● **STATED TASK**:
Reproduce the lines below with "cardboard box" changed to "wooden crate", keeping everything else the same.

Records
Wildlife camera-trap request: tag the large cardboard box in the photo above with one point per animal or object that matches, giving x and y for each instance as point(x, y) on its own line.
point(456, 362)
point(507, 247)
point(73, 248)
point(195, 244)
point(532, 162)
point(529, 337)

● **ANSWER BELOW**:
Wildlife camera-trap request: tag the large wooden crate in the photo above with one point per animal or object that matches, giving x and y for each instance as point(x, y) on its own line.
point(456, 362)
point(507, 247)
point(73, 248)
point(195, 244)
point(532, 162)
point(529, 337)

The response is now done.